• [Exercise directions]
Reproduce the lines below in full, replacing "instance" with "occurrence" throughout and leaving everything else unchanged. Omit the pictures from your answer.

● ● ●

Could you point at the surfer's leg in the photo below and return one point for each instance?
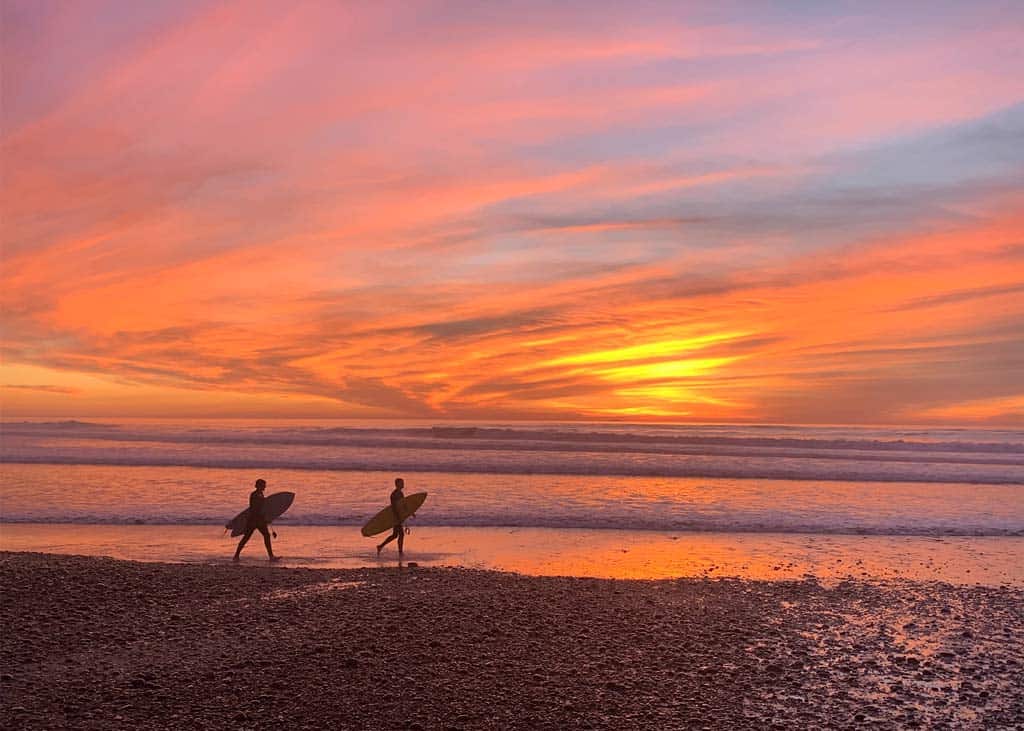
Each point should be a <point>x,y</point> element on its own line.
<point>266,541</point>
<point>394,533</point>
<point>245,539</point>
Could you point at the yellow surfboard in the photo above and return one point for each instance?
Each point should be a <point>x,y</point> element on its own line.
<point>384,520</point>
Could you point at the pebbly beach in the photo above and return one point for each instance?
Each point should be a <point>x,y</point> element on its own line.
<point>97,643</point>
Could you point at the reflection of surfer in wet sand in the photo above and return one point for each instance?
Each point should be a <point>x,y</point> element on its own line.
<point>399,530</point>
<point>256,521</point>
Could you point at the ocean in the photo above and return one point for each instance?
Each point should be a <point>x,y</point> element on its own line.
<point>713,478</point>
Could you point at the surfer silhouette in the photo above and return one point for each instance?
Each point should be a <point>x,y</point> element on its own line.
<point>399,530</point>
<point>256,521</point>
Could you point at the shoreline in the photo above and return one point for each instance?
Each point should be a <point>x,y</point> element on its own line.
<point>600,553</point>
<point>101,643</point>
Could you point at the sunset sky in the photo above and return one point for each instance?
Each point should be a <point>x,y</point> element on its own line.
<point>773,212</point>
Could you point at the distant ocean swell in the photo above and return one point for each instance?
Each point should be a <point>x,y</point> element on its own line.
<point>772,453</point>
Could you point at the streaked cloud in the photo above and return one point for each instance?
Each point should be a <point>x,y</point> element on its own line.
<point>451,210</point>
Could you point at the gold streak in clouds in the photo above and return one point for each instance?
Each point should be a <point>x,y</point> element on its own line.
<point>647,350</point>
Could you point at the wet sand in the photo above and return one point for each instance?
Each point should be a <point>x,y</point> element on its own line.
<point>567,552</point>
<point>98,643</point>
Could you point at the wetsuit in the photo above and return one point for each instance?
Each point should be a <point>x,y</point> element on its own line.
<point>396,498</point>
<point>256,520</point>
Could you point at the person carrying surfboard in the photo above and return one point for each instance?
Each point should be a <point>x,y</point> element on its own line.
<point>399,530</point>
<point>256,521</point>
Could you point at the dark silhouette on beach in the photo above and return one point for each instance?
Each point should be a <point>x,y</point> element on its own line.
<point>399,529</point>
<point>256,520</point>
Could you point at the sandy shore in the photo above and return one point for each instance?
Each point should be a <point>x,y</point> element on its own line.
<point>99,643</point>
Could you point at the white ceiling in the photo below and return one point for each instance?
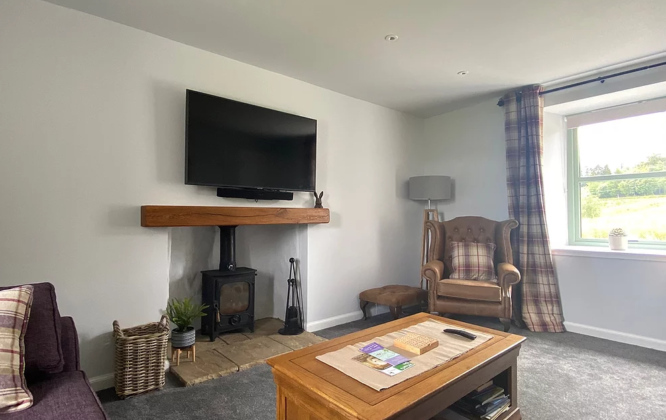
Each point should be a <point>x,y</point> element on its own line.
<point>339,44</point>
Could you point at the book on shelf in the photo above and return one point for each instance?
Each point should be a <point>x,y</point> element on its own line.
<point>487,402</point>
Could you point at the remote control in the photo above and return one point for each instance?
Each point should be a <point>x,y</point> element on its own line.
<point>460,333</point>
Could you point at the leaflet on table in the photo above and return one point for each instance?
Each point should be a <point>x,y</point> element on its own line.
<point>382,359</point>
<point>381,365</point>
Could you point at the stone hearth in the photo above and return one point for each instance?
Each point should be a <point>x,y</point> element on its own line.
<point>237,351</point>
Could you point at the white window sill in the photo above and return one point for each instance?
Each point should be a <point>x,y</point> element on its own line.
<point>603,252</point>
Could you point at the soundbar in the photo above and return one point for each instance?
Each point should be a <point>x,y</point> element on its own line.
<point>254,194</point>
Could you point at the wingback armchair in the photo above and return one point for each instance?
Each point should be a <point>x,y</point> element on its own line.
<point>470,297</point>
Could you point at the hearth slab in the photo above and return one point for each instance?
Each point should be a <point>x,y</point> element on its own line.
<point>210,364</point>
<point>296,342</point>
<point>252,352</point>
<point>232,338</point>
<point>264,327</point>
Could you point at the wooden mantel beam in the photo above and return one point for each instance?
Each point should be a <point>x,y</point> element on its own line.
<point>181,216</point>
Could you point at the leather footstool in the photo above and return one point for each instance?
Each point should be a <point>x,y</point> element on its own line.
<point>395,297</point>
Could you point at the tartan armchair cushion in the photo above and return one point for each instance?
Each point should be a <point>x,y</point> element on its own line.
<point>473,261</point>
<point>15,307</point>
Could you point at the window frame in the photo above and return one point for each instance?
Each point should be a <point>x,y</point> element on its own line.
<point>574,179</point>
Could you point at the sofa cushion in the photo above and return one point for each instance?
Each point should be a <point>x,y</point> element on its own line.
<point>43,353</point>
<point>14,316</point>
<point>63,396</point>
<point>473,261</point>
<point>470,290</point>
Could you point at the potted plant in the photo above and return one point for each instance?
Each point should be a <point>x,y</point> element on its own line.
<point>183,313</point>
<point>617,240</point>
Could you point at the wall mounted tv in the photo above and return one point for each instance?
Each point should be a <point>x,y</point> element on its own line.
<point>247,150</point>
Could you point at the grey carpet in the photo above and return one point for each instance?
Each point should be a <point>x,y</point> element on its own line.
<point>560,376</point>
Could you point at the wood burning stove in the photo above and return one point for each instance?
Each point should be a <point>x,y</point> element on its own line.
<point>230,299</point>
<point>228,292</point>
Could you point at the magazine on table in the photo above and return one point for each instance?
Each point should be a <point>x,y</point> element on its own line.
<point>382,359</point>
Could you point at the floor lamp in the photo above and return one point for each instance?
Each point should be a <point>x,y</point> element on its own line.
<point>429,188</point>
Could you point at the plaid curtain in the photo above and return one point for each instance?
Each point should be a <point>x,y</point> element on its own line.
<point>536,300</point>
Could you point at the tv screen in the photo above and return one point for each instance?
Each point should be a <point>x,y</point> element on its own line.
<point>234,144</point>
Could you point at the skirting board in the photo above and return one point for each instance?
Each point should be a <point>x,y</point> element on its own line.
<point>102,382</point>
<point>343,319</point>
<point>636,340</point>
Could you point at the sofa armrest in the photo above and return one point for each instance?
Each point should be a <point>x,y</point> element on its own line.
<point>507,275</point>
<point>70,344</point>
<point>433,272</point>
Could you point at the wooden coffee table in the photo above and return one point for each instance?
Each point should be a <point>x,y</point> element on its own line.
<point>308,389</point>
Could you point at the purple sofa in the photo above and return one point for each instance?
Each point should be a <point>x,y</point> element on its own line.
<point>60,389</point>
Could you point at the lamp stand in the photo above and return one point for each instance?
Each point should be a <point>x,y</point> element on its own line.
<point>428,214</point>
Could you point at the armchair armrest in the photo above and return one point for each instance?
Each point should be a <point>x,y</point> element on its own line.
<point>507,275</point>
<point>433,272</point>
<point>69,342</point>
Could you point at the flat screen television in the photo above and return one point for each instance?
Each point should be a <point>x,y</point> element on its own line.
<point>232,144</point>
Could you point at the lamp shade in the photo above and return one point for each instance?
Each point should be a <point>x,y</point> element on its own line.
<point>435,187</point>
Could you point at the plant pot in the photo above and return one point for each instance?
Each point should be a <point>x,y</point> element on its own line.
<point>618,243</point>
<point>184,339</point>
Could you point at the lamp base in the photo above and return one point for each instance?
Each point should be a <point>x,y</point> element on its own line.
<point>428,214</point>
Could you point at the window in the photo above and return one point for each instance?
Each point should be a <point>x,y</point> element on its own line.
<point>617,179</point>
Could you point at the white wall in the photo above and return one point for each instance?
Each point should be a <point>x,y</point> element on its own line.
<point>613,298</point>
<point>468,145</point>
<point>619,299</point>
<point>92,127</point>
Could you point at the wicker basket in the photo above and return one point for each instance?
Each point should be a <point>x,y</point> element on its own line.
<point>140,355</point>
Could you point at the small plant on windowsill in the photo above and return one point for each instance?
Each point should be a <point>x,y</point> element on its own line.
<point>617,240</point>
<point>183,313</point>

● ● ●

• [Full response]
Could you point at the surfer's leg in the photo below and return one point for each occurrence?
Each point should be a <point>x,y</point> element on its own line.
<point>266,541</point>
<point>394,533</point>
<point>245,539</point>
Could you point at the yellow surfboard in the photo above and return one point for each occurrence?
Each point should be a <point>x,y</point> element on its own line.
<point>384,520</point>
Could you point at the pebbly beach in the photo above and return one point for each occurrence?
Each point should be a <point>x,y</point> element on its own line.
<point>97,643</point>
Could you point at the reflection of surfer in wet sand in the photo above and return one point for each occurrence?
Each point should be a <point>x,y</point> element on its own line.
<point>399,530</point>
<point>256,521</point>
Could you point at the ocean in the photo above and return one point for each occurrence?
Each point should be a <point>x,y</point> element on its own line.
<point>713,478</point>
Could you point at the surfer silhouette in the photo above and return one point for each occurrence?
Each point should be a <point>x,y</point> element on its own line.
<point>399,530</point>
<point>256,521</point>
Could you point at the shoreline in the photo above and return one point for each occurrence?
Each point should be a <point>x,y</point> element on its own line.
<point>600,553</point>
<point>101,643</point>
Could you point at the sunset sky in the photo above and return one point for each occurrence?
Each point should be a <point>x,y</point> element on its own line.
<point>773,212</point>
Could you point at the distant ocean swell in the photo above and return one point for each occurrence?
Each point should be a <point>x,y</point> element on its own line.
<point>772,453</point>
Could you point at the streaked cloud in the photo above and return one point for each occurrence?
Each point should be a <point>x,y</point> element on its own line.
<point>451,210</point>
Could you point at the gold streak in clouds in the photo above and return one point for each occurrence?
Each point should be a <point>x,y</point> element on its own line.
<point>647,350</point>
Could you point at the wet sand in the photo above and return one point for each occurrence?
Each point should be a <point>x,y</point> element on its own line.
<point>567,552</point>
<point>98,643</point>
Could you point at the wetsuit in the photo above and return one point for each occurrence?
Each point should be a <point>x,y</point> element on its own line.
<point>396,498</point>
<point>256,520</point>
Could you point at the person carrying surfboard in the photo above and return one point for each occurrence?
Each point should be a <point>x,y</point> element on its own line.
<point>399,530</point>
<point>256,521</point>
Could you point at the dark silhouette on beach in the photo above and return one point for each occurrence?
Each point should be a <point>x,y</point> element on its own line.
<point>399,529</point>
<point>256,520</point>
Could you point at the sandy shore in the photo above and return one point for each occurrence?
Each point should be a <point>x,y</point> element on its own line.
<point>99,643</point>
Could you point at the white ceiling in the photo below and return one point for each occurrence?
Each point should be a <point>x,y</point> element on its own line.
<point>339,44</point>
Could you point at the book on shelf in the photo above and return one point for each occurrence?
Each point should be a <point>x,y</point> element on its own line.
<point>487,402</point>
Could you point at the remote control in the photo above and return one point for each occurrence?
Each point should be a <point>x,y</point> element on its own line.
<point>460,333</point>
Could you point at the leaflet on table in the photo above and return one point for each occurrence?
Each point should be a <point>x,y</point> element on its own line.
<point>382,359</point>
<point>381,365</point>
Could you point at the stone hearth in the photo above and return one point for each occurrence?
Each point should be a <point>x,y</point> element on its own line.
<point>237,351</point>
Could you point at the white window sill in the photo above and return one point for each occurrence?
Each point should be a <point>x,y</point> element on its own line.
<point>603,252</point>
Could you point at the soundbar in the photo above and return one point for each occurrence?
Each point should be a <point>x,y</point> element on its own line.
<point>254,194</point>
Could you point at the wingback armchair in the photo above and return one point for each occurrence?
Each point should be a <point>x,y</point> element on its own line.
<point>470,297</point>
Could you point at the hearth slab in the photo above and return one point for each occurrence?
Each point should be a <point>x,y</point> element on its own line.
<point>210,364</point>
<point>296,342</point>
<point>252,352</point>
<point>232,338</point>
<point>264,327</point>
Could you point at the wooden mantel beam in the photo above and return one point for each occurrence?
Each point should be a <point>x,y</point> element on its own line.
<point>181,216</point>
Could you point at the leather footstool in the photo above and return one point for each occurrence?
Each point should be a <point>x,y</point> element on its own line.
<point>395,297</point>
Could you point at the tartan armchair cushion in the photo above and return one point for each occurrence?
Each point should be a <point>x,y</point> element on its own line.
<point>473,261</point>
<point>15,307</point>
Could you point at the window frame in the photo above and return one point for each occurrence?
Each point should be a <point>x,y</point> element on its own line.
<point>574,179</point>
Could you point at the sofa cushion in the photo above and return one point for each occurrence?
Each point should be a <point>x,y</point> element on its own line.
<point>43,353</point>
<point>14,316</point>
<point>63,396</point>
<point>473,261</point>
<point>470,290</point>
Could you point at the potted plant in the photo above and return one point for each occurrence?
Each point should be a <point>x,y</point> element on its own line.
<point>183,313</point>
<point>617,240</point>
Could you point at the wall mounted tv in the photo above and return one point for each occurrence?
Each point should be a <point>x,y</point> element on its own line.
<point>247,150</point>
Could you point at the grey carpet in the photo above and return one point for each occurrence?
Each point should be a <point>x,y</point> element on its own line.
<point>560,376</point>
Could you point at the wood burning stove in the photo above and return one point for each occurrence?
Each point should be a <point>x,y</point> element on its own line.
<point>230,299</point>
<point>228,292</point>
Could you point at the magazine on table in the photo above and return one point for each occurrence?
Each point should be a <point>x,y</point> element on its own line.
<point>382,359</point>
Could you point at the floor lamp in the photo above and return one point for each occurrence?
Each point should be a <point>x,y</point> element on its own line.
<point>429,188</point>
Could you point at the plaid curtain in the photo above and return one point for each occurrence?
Each point should be a <point>x,y</point> element on its own line.
<point>536,300</point>
Could you point at the tv screen in the photo above and return one point for each occurrence?
Each point should be a <point>x,y</point> element on its own line.
<point>234,144</point>
Could you point at the skirting board in the photo above and return one point for each occurrence?
Each point should be a <point>x,y</point> element on its own line.
<point>102,382</point>
<point>343,319</point>
<point>636,340</point>
Could you point at the sofa armrest in the photo above and return one point for each occurrence?
Each point should be a <point>x,y</point> element on its own line.
<point>507,275</point>
<point>70,344</point>
<point>433,272</point>
Could you point at the wooden coffee table in the photo above and return one point for each occurrence?
Each point should be a <point>x,y</point> element on its own line.
<point>308,389</point>
Could you point at the purple sofa in the photo above and return one point for each occurrence?
Each point should be a <point>x,y</point> element on its own line.
<point>60,389</point>
Could you point at the lamp stand in the photo above and return one point for each occurrence?
Each point should be a <point>x,y</point> element on its own line.
<point>428,214</point>
Could you point at the armchair armrest in the photo above and return one point for each occurrence?
Each point should be a <point>x,y</point> element on its own line.
<point>507,275</point>
<point>433,272</point>
<point>69,342</point>
Could you point at the flat screen television in the photo above and return one point for each occurrence?
Each point should be a <point>x,y</point> element on its own line.
<point>232,144</point>
Could you point at the lamp shade in the photo above and return one point for each occurrence?
Each point should be a <point>x,y</point> element on its own line.
<point>435,187</point>
Could you point at the plant pot in the photo above and return one point for each occurrence?
Each point should be a <point>x,y</point> element on its own line.
<point>618,243</point>
<point>184,339</point>
Could you point at the lamp base in the photo above and return one point for each occurrence?
Each point should be a <point>x,y</point> element on its own line.
<point>428,214</point>
Could you point at the window in the photo above and return one point for each occurrence?
Each point should be a <point>x,y</point> element on its own line.
<point>617,179</point>
Could you point at the white wall in the photo above and return one point for each occurrence?
Each point should be a <point>x,y</point> element on its own line.
<point>613,298</point>
<point>468,145</point>
<point>619,299</point>
<point>92,127</point>
Could you point at the wicker basket in the photo above and return one point for each occurrence?
Each point should be a <point>x,y</point> element on its own line.
<point>140,355</point>
Could you point at the small plant on windowsill in the photo above and return one point for each occurrence?
Each point should be a <point>x,y</point> element on its own line.
<point>617,240</point>
<point>183,313</point>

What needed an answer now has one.